Teks Kajian |
□ □ □ □

Pandemi Menuntut Manusia Untuk Berubah

marketeers article
Three Asian people wearing mask standing distance of 1 meter from other people keep distance protect from COVID-19 viruses and people social distancing for infection risk and disease prevention measures.

COVID-19 telah berdampak pada segala aspek kehidupan. Perubahan terjadi dengan cepat dan memaksa untuk beradaptasi dengan yang disebut the new normal.

“Jika dianalogikan seperti saat melakukan salipan dalam olah raga Moto GP. Setidaknya terdapat dua perubahan yang terjadi, pertama perubahan arah atau reorientasi, serta perubahan kecepatan,” ujar Prof. Mohammad Nuh, Chairman South East Asian Press Council Network & Indonesian Press Council, dalam acara Special MarkPlus-30 Anniversary Media Talk, Sabtu (02/05/2020).

□ □ □ □

Tugas Latihan |
- 1) Tuliskan kembali bagian teks kajian tentang pandemi, mulai dari kata-kata yang memuat "COVID-19 telah berdampak" dan berhenti setelah "the new normal.".
- 2) Tentukan apakah setiap pernyataan berikut sesuai dengan teks kajian tentang pandemi. Jawab ya atau tidak, disertai kutipan kata-kata teks yang menentukan.
(a) Prof. Mohammad Nuh menyebut dua perubahan, yaitu perubahan arah atau reorientasi dan perubahan kecepatan.
(b) Acara Special MarkPlus-30 Anniversary Media Talk berlangsung pada hari Minggu.
(c) Perubahan akibat COVID-19 terjadi secara perlahan.

Cuplikan Data |
□ □ □ □

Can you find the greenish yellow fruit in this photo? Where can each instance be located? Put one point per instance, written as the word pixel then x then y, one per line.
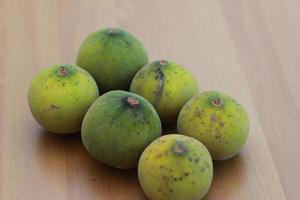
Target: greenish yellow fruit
pixel 218 121
pixel 118 127
pixel 112 56
pixel 167 85
pixel 175 167
pixel 59 97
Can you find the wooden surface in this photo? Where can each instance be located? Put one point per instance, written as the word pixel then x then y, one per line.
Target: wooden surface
pixel 249 49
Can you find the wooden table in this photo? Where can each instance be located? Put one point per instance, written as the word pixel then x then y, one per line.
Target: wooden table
pixel 249 49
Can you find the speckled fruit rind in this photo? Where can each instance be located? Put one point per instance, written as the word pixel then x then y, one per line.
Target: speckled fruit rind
pixel 59 97
pixel 167 85
pixel 218 121
pixel 175 167
pixel 112 56
pixel 118 127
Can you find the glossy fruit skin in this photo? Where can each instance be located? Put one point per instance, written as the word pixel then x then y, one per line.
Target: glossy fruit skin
pixel 59 97
pixel 167 85
pixel 218 121
pixel 175 167
pixel 116 131
pixel 112 56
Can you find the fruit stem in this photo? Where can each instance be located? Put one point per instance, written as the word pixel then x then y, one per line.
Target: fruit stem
pixel 163 62
pixel 179 148
pixel 217 102
pixel 132 101
pixel 63 71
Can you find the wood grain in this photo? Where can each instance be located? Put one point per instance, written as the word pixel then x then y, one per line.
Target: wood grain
pixel 246 48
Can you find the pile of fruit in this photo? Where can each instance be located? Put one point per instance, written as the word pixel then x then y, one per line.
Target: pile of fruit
pixel 123 129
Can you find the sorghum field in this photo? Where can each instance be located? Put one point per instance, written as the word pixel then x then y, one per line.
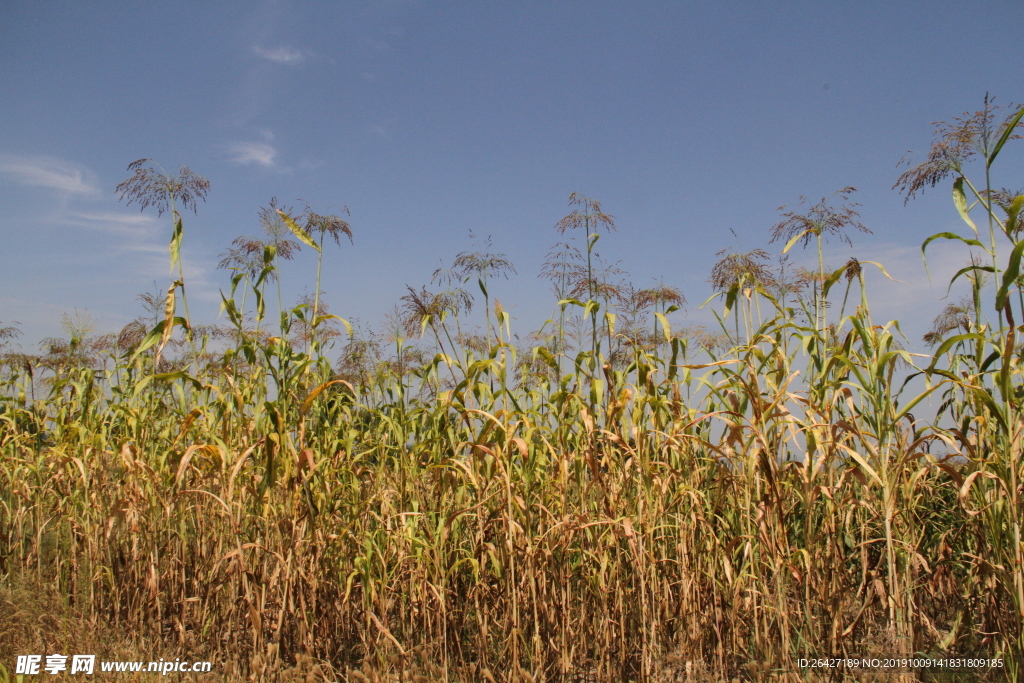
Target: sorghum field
pixel 609 500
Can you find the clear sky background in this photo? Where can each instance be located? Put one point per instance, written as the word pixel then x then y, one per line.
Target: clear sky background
pixel 691 122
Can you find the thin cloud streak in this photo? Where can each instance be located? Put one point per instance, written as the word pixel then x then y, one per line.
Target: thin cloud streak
pixel 128 224
pixel 41 171
pixel 260 154
pixel 281 55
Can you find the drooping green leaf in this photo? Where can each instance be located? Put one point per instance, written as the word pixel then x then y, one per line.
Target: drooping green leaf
pixel 297 230
pixel 1010 275
pixel 960 200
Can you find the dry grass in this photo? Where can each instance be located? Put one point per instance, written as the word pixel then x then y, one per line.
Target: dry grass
pixel 610 510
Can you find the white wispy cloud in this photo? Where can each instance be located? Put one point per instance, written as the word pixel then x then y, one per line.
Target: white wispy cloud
pixel 282 55
pixel 261 154
pixel 41 171
pixel 139 225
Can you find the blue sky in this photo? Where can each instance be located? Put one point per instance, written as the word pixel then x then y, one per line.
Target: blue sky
pixel 690 122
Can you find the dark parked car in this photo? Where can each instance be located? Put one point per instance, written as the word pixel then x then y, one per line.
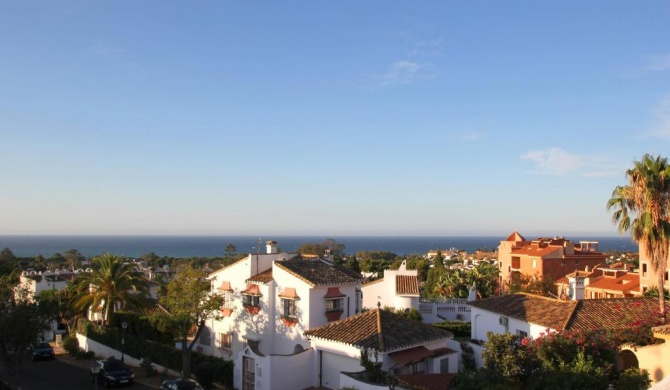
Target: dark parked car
pixel 42 351
pixel 113 373
pixel 181 384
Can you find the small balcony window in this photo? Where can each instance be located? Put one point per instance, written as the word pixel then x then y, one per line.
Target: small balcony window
pixel 334 304
pixel 289 306
pixel 225 340
pixel 251 300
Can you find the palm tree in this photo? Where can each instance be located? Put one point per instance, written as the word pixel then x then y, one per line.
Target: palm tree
pixel 642 207
pixel 112 285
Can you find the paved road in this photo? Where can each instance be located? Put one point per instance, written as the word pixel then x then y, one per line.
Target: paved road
pixel 57 375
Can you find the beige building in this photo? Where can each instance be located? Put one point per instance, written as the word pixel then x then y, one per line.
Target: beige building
pixel 545 257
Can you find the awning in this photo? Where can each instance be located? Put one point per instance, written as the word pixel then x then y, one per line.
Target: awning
pixel 289 293
pixel 334 292
pixel 252 289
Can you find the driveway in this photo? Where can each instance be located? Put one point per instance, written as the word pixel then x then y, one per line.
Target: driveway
pixel 59 375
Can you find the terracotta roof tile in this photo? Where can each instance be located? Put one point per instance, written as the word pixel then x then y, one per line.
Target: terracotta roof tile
pixel 585 314
pixel 534 250
pixel 263 277
pixel 662 331
pixel 407 285
pixel 426 381
pixel 624 284
pixel 380 330
pixel 515 236
pixel 317 273
pixel 548 312
pixel 613 313
pixel 373 282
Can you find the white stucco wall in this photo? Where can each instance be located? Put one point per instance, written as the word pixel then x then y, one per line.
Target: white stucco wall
pixel 484 321
pixel 291 371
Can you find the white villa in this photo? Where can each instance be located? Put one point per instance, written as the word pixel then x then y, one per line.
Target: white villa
pixel 294 322
pixel 398 289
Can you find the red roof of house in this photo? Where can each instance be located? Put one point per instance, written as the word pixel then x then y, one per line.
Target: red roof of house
pixel 426 381
pixel 407 285
pixel 515 236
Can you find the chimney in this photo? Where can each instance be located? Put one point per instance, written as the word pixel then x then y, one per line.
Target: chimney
pixel 271 247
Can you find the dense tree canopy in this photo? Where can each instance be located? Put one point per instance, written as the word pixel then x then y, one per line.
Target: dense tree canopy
pixel 112 285
pixel 565 360
pixel 642 207
pixel 22 321
pixel 190 304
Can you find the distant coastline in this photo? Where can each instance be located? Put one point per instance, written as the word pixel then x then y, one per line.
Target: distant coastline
pixel 211 246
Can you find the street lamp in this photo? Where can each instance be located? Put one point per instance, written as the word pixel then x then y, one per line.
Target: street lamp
pixel 124 325
pixel 95 369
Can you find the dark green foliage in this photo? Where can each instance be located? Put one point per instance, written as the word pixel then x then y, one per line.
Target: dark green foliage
pixel 71 345
pixel 561 361
pixel 373 369
pixel 205 373
pixel 460 329
pixel 468 357
pixel 165 355
pixel 411 314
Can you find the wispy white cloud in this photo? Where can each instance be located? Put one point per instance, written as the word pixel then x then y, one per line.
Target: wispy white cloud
pixel 553 161
pixel 558 162
pixel 433 47
pixel 407 72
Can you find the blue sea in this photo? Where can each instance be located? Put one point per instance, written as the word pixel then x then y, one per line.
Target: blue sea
pixel 211 246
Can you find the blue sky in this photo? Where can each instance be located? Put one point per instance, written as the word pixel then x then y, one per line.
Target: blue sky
pixel 324 117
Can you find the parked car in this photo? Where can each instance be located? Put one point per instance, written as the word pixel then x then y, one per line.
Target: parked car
pixel 42 351
pixel 112 373
pixel 181 384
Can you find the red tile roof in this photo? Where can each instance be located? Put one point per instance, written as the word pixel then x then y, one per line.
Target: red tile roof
pixel 533 250
pixel 426 381
pixel 263 277
pixel 624 284
pixel 316 273
pixel 381 330
pixel 534 309
pixel 373 282
pixel 407 285
pixel 515 236
pixel 613 313
pixel 586 314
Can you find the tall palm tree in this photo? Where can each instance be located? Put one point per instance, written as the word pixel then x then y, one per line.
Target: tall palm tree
pixel 642 207
pixel 112 285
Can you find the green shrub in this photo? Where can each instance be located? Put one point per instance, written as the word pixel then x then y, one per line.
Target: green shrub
pixel 205 373
pixel 71 345
pixel 84 355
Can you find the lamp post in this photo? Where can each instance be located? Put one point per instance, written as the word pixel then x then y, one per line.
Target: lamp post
pixel 124 325
pixel 95 369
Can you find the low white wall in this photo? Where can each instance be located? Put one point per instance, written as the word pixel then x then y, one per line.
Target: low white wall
pixel 103 352
pixel 438 310
pixel 347 381
pixel 287 371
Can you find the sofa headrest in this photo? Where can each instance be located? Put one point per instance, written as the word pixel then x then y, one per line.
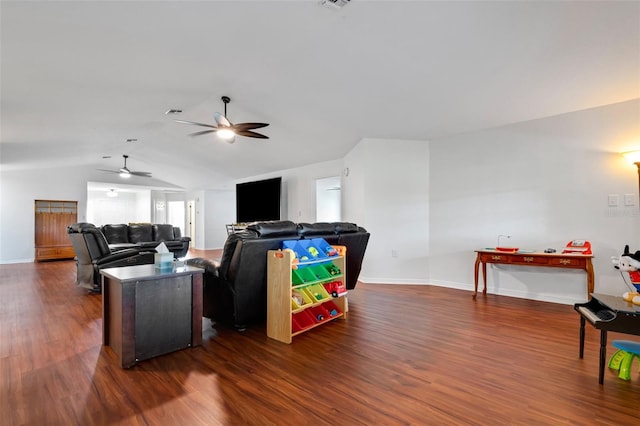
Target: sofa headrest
pixel 116 233
pixel 318 228
pixel 140 233
pixel 345 227
pixel 163 233
pixel 80 227
pixel 278 228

□ □ □ □

Jawaban Kegiatan |
- 1)
COVID-19 telah berdampak pada segala aspek kehidupan. Perubahan terjadi dengan cepat dan memaksa untuk beradaptasi dengan yang disebut the new normal.

- 2)
(a) Ya: "pertama perubahan arah atau reorientasi, serta perubahan kecepatan"
(b) Tidak: "Sabtu (02/05/2020)"
(c) Tidak: "Perubahan terjadi dengan cepat"